### Task to complete
Can you quote the lines below exactly, starting at the line with "Mark each instance of the white window" and going through the last one?
⟨
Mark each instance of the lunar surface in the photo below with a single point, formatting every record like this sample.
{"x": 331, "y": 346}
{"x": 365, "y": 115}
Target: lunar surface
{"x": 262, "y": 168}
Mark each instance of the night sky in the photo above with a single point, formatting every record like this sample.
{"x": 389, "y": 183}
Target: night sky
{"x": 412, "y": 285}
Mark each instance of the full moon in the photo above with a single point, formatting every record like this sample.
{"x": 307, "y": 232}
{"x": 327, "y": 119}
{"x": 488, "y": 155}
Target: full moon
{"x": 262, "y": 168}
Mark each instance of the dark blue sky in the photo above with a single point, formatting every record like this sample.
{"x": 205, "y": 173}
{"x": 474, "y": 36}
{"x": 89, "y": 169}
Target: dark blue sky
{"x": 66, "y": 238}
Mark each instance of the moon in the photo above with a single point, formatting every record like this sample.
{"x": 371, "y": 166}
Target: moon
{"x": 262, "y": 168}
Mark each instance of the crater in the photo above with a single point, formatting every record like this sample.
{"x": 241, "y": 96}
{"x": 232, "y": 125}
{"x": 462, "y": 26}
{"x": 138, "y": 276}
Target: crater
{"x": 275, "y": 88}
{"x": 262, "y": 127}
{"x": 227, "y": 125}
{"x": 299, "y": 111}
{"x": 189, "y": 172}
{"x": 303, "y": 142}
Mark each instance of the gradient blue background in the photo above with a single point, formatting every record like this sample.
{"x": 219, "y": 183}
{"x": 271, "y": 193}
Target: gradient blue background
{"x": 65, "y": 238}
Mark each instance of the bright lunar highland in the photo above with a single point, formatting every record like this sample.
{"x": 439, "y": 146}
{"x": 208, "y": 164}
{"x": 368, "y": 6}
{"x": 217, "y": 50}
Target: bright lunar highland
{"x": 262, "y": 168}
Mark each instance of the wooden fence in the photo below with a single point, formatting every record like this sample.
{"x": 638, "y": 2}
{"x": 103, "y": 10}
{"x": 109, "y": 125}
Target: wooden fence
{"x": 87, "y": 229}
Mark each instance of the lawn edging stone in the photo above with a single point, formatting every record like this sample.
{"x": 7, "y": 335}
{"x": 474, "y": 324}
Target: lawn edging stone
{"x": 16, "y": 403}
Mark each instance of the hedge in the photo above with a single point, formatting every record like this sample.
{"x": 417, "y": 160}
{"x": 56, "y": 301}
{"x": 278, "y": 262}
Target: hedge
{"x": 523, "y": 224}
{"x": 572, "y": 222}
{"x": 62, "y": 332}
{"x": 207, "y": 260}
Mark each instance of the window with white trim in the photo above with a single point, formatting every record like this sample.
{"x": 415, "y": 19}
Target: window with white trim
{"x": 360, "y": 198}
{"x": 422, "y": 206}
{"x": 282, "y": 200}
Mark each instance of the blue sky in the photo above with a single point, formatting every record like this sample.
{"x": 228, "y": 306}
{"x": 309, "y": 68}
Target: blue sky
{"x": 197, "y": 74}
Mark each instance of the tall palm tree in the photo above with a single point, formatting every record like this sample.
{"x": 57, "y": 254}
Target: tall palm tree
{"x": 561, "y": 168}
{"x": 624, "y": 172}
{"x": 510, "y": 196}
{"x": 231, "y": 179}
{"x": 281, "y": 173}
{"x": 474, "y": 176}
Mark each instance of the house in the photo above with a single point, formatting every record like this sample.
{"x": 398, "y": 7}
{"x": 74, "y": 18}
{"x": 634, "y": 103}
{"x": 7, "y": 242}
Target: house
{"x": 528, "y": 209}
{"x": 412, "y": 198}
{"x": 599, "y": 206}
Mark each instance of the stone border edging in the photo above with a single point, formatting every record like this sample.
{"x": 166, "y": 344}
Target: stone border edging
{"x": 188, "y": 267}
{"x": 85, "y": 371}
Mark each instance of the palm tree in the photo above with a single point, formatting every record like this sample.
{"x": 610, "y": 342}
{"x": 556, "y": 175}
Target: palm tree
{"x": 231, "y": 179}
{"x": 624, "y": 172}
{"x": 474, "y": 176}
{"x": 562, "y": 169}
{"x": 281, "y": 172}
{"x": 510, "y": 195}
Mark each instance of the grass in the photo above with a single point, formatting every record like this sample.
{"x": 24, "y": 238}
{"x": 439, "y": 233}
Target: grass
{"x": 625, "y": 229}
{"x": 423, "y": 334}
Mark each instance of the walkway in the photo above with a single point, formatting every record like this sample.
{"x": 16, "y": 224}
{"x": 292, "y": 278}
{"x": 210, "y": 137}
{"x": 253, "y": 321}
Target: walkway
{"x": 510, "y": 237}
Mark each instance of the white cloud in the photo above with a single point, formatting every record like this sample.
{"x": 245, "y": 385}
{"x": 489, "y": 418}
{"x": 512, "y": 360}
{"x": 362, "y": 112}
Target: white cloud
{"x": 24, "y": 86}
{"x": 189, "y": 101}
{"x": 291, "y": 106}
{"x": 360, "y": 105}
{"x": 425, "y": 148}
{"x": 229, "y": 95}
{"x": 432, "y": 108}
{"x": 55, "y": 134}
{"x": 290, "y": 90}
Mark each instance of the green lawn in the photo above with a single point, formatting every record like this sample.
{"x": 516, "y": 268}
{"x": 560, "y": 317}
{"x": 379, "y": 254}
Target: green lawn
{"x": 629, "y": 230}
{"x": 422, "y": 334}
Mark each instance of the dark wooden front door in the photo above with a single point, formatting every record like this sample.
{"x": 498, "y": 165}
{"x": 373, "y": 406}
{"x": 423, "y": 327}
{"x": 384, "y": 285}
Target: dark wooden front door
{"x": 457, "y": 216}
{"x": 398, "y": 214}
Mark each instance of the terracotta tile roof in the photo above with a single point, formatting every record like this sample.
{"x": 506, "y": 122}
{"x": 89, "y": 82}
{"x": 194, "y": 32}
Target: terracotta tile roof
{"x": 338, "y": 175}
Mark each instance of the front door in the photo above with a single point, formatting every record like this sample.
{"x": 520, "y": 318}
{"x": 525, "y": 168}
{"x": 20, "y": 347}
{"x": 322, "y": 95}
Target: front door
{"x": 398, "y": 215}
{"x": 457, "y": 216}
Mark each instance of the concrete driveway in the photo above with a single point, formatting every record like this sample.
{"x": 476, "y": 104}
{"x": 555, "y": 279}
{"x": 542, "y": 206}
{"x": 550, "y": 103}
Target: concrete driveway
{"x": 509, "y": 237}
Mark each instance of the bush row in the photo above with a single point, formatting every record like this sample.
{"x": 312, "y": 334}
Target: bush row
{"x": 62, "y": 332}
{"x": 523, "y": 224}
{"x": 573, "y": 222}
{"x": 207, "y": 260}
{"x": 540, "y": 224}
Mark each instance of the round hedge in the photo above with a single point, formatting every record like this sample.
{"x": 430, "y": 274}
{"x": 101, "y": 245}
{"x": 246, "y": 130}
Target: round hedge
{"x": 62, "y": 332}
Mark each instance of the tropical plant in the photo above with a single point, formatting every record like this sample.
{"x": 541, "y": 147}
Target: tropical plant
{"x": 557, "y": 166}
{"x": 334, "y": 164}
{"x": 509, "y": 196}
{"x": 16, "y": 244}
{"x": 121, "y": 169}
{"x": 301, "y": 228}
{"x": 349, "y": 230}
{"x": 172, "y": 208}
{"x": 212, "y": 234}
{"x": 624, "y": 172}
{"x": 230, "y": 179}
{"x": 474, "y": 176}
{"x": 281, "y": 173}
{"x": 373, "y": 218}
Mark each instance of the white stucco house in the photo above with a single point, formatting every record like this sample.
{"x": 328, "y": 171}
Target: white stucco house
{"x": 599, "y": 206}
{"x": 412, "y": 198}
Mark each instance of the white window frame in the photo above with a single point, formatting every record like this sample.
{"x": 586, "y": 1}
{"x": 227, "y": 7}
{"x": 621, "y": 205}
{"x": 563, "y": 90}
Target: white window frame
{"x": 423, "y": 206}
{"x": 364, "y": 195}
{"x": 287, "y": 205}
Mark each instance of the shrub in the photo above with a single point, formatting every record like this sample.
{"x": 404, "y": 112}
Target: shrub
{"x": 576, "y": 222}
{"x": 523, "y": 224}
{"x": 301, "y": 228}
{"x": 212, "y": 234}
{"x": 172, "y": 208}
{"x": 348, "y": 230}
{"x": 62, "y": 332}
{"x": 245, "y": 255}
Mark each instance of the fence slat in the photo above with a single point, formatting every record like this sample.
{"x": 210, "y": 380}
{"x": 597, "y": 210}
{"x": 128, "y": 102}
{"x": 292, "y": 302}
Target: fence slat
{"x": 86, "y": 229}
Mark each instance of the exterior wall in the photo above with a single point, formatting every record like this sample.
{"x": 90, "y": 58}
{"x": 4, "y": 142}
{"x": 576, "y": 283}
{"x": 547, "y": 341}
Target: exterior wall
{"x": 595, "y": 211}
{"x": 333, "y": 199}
⟩
### Solution for this task
Mark each instance of the white window frame in the photo above with a single point, formatting every record like this sample.
{"x": 586, "y": 1}
{"x": 227, "y": 7}
{"x": 621, "y": 205}
{"x": 563, "y": 90}
Target: white window frame
{"x": 423, "y": 206}
{"x": 364, "y": 195}
{"x": 287, "y": 205}
Mark each instance of the shrub in the photo above with a single point, formatting every record like this sample.
{"x": 404, "y": 112}
Target: shrub
{"x": 576, "y": 222}
{"x": 523, "y": 224}
{"x": 301, "y": 228}
{"x": 212, "y": 234}
{"x": 172, "y": 208}
{"x": 348, "y": 230}
{"x": 62, "y": 332}
{"x": 245, "y": 255}
Mark each instance of the fence slat in the photo above with a single point, formatting every record like this sample.
{"x": 210, "y": 380}
{"x": 597, "y": 210}
{"x": 128, "y": 102}
{"x": 292, "y": 302}
Target: fence slat
{"x": 86, "y": 229}
Mark each instance of the exterior wall in the photo above with a single point, formatting every record like this sample.
{"x": 90, "y": 58}
{"x": 4, "y": 142}
{"x": 576, "y": 283}
{"x": 547, "y": 341}
Target: exterior wall
{"x": 595, "y": 211}
{"x": 333, "y": 199}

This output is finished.